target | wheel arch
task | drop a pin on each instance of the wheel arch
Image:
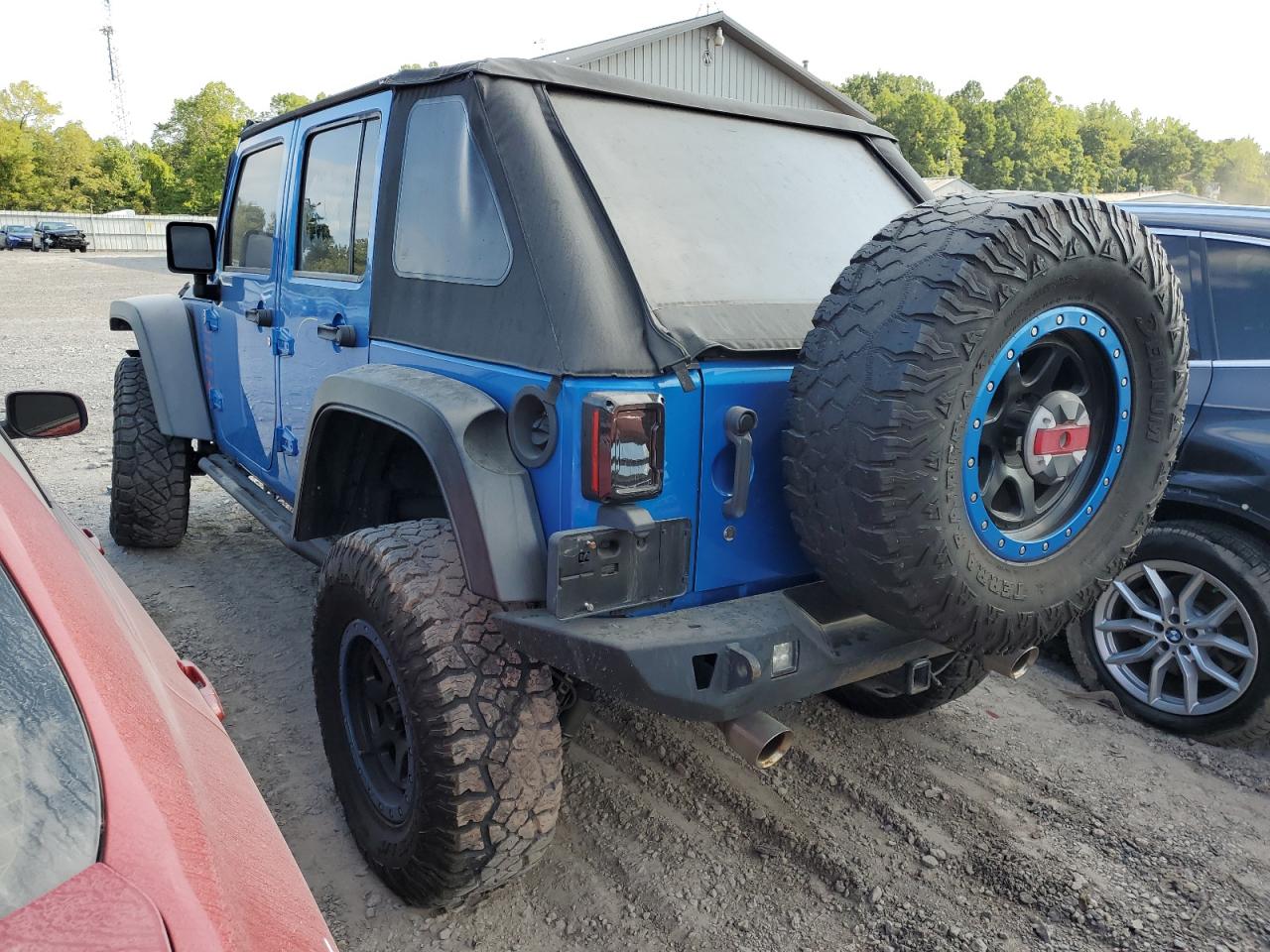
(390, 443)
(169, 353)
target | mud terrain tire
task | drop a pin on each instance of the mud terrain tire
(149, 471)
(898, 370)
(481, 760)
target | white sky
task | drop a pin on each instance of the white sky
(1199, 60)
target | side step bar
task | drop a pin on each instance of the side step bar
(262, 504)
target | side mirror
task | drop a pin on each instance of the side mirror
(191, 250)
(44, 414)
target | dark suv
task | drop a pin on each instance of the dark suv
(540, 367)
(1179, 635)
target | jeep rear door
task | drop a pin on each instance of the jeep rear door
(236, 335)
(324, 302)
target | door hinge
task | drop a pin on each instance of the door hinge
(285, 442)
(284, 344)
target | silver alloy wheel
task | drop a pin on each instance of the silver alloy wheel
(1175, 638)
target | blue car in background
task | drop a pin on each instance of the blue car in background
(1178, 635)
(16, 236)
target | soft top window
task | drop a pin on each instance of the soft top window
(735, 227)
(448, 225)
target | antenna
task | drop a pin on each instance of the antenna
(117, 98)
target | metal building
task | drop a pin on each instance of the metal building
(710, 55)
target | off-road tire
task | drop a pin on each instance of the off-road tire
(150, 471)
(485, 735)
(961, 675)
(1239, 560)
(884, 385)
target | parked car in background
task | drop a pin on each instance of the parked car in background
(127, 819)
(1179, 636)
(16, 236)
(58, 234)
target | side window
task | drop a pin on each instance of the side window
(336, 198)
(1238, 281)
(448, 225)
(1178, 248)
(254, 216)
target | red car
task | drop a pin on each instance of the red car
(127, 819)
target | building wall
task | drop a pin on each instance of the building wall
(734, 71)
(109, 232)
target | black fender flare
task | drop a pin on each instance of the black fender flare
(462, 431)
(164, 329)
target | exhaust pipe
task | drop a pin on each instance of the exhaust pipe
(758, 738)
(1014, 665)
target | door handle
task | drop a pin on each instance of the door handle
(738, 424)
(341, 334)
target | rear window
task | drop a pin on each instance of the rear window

» STATED TASK
Transcribe only the trailing portion of the entries above: the line that contains "target | dark suv" and each line after it.

» SOLUTION
target | dark suv
task | drop a pin on each instance of the dark suv
(540, 367)
(1179, 635)
target | jeep rear door
task | drop a pin on each instance of the jeep rear door
(236, 335)
(324, 302)
target | door hinge
task | drop a pin on each instance of the door hinge
(285, 442)
(284, 344)
target | silver alloy wheel
task | drop a pin on each instance of the silver alloy wheel
(1175, 638)
target | blue car in background
task | drop a pin on each instance of the blue car in background
(1178, 635)
(16, 236)
target | soft top window
task | drop a pin on each instance of the soft top window
(735, 227)
(448, 225)
target | antenna
task | drop a pin on each instance of the antenna
(117, 98)
target | metal building
task | drop a pin on each instance of the metal building
(710, 55)
target | off-road tire
task | drop a pin on each instance of the off-road tire
(150, 471)
(485, 735)
(961, 675)
(1239, 560)
(884, 385)
target | parked car in background
task | drop a pin on each instance of the parked car in background
(127, 819)
(1179, 636)
(16, 236)
(58, 234)
target | side window
task | drop a pin on each instance of the side window
(336, 198)
(1238, 281)
(448, 225)
(1178, 248)
(254, 216)
target | red car
task | drop a pin on each instance of the red car
(127, 819)
target | building wall
task | drop a pin on each instance of the building wall
(734, 71)
(109, 232)
target | black fender flare
task | drop a pin on each instance of the black fender flare
(462, 431)
(164, 329)
target | exhaust pipe
task | drop a pin on each instance of the exhaust pipe
(758, 738)
(1014, 665)
target | door handle
task | drop a pin on each instance of the door handle
(738, 424)
(341, 334)
target | rear window
task | drop a pin on each instance of the rear window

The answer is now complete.